Your goal: Rewrite the rows below, replacing "Trace the outline" with "Draw the boundary" wherever it occurs. Leave every other part unchanged.

Collected data entries:
BEGIN

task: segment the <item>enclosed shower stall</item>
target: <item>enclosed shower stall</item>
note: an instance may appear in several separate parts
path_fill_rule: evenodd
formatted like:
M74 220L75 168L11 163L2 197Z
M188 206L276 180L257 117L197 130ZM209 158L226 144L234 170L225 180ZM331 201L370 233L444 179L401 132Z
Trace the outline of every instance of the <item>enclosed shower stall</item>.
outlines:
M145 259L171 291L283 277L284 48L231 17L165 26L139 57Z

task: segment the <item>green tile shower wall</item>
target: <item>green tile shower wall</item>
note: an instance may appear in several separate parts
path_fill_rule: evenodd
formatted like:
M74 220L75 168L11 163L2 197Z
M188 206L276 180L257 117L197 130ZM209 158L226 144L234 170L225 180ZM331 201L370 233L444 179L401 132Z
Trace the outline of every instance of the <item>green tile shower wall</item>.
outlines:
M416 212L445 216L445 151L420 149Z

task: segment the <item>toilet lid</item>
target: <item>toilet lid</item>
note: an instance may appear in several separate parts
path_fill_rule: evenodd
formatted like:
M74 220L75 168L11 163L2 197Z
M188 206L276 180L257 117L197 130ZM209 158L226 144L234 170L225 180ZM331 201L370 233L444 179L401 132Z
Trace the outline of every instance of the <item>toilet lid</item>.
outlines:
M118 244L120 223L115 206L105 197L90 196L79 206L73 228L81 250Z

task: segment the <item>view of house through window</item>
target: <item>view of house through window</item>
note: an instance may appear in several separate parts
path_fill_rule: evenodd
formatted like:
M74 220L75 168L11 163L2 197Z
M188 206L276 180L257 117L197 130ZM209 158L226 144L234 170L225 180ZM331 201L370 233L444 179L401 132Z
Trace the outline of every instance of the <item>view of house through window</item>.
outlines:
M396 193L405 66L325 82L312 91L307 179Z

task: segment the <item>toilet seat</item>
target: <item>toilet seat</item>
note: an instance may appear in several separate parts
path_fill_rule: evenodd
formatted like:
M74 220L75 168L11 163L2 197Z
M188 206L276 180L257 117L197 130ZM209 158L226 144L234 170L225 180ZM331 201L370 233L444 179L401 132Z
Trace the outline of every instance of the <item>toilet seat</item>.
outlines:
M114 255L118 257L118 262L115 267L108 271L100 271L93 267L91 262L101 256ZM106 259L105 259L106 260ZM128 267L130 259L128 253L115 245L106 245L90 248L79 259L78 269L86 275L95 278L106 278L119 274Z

END

Correct answer:
task: segment the <item>enclosed shower stall</item>
target: <item>enclosed shower stall</item>
note: an instance may appear in several separate parts
path_fill_rule: evenodd
formatted like:
M74 220L75 168L11 163L2 197Z
M188 206L276 180L257 117L197 130ZM209 158L226 144L234 170L225 180ZM331 201L370 233L444 179L401 132Z
Draw the boundary of every instance of the <item>enclosed shower stall</item>.
outlines:
M145 259L171 291L283 277L284 48L231 17L165 26L139 57Z

task: segment the <item>green tile shower wall</item>
target: <item>green tile shower wall</item>
note: an instance may appear in several separate parts
path_fill_rule: evenodd
formatted like:
M74 220L75 168L11 163L2 197Z
M188 206L276 180L257 117L197 130ZM209 158L226 144L234 170L225 180ZM331 201L370 233L444 179L401 132Z
Draw the boundary of every instance of the <item>green tile shower wall</item>.
outlines:
M416 212L445 216L445 151L420 149Z

task: segment the <item>toilet lid</item>
target: <item>toilet lid</item>
note: an instance may appear in several separate parts
path_fill_rule: evenodd
formatted like:
M74 220L75 168L11 163L2 197Z
M188 206L276 180L257 117L197 130ZM209 158L226 144L234 170L225 180ZM331 201L370 233L444 179L401 132Z
Draw the boundary of every instance of the <item>toilet lid</item>.
outlines:
M118 244L120 223L115 206L105 197L90 196L79 206L73 228L81 250Z

task: segment the <item>view of house through window</item>
target: <item>view of house through window</item>
note: an instance may appear in several separate parts
path_fill_rule: evenodd
formatted like:
M74 220L75 168L11 163L2 197Z
M188 206L276 180L257 117L197 130ZM209 158L226 144L234 170L225 180ZM331 201L370 233L444 179L401 132Z
Draw the boundary of every instance of the <item>view of house through window</item>.
outlines:
M396 193L405 66L325 82L312 91L307 179Z

task: segment the <item>toilet seat</item>
target: <item>toilet seat</item>
note: an instance may appear in several separate parts
path_fill_rule: evenodd
formatted like:
M74 220L75 168L11 163L2 197Z
M188 206L276 180L257 117L197 130ZM209 158L226 144L234 170L225 180ZM331 201L370 233L444 179L401 132Z
Draw the boundary of every instance of the <item>toilet seat</item>.
outlines:
M114 255L118 257L118 262L115 267L108 271L100 271L93 267L91 262L101 256ZM106 259L105 259L106 260ZM128 267L130 259L128 253L115 245L106 245L90 248L79 259L78 269L86 275L95 278L106 278L119 274Z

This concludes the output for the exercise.